#### Information provided

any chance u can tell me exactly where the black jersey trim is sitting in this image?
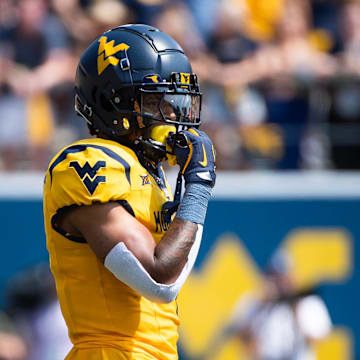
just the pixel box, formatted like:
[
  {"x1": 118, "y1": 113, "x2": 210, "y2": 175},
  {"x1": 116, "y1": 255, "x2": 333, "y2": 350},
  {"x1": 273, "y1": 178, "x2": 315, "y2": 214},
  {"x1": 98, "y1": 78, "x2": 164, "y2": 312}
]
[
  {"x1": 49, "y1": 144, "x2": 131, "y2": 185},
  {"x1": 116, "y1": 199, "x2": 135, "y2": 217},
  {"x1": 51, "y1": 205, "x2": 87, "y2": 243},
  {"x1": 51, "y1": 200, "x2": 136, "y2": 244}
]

########
#### Information provided

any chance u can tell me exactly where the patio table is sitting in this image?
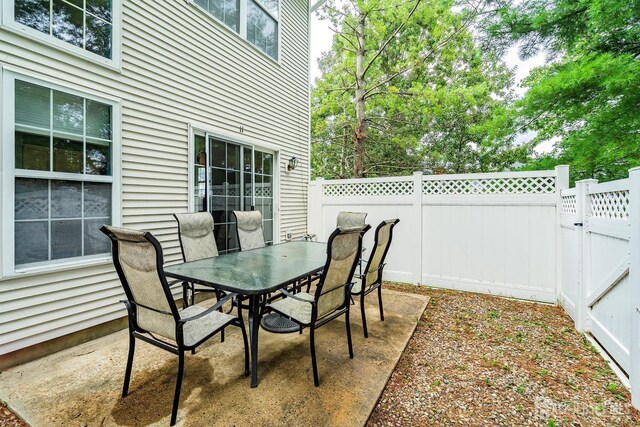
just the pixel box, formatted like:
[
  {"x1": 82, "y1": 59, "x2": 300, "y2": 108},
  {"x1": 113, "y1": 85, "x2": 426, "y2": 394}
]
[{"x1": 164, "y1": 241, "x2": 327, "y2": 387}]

########

▸ Exercise
Find the lines above that contain the word "this" and collect them.

▸ Task answer
any chance u can tell me exactly where the black jersey trim is sitting in this image?
any chance u can tell me exactly where the patio table is sitting in this image?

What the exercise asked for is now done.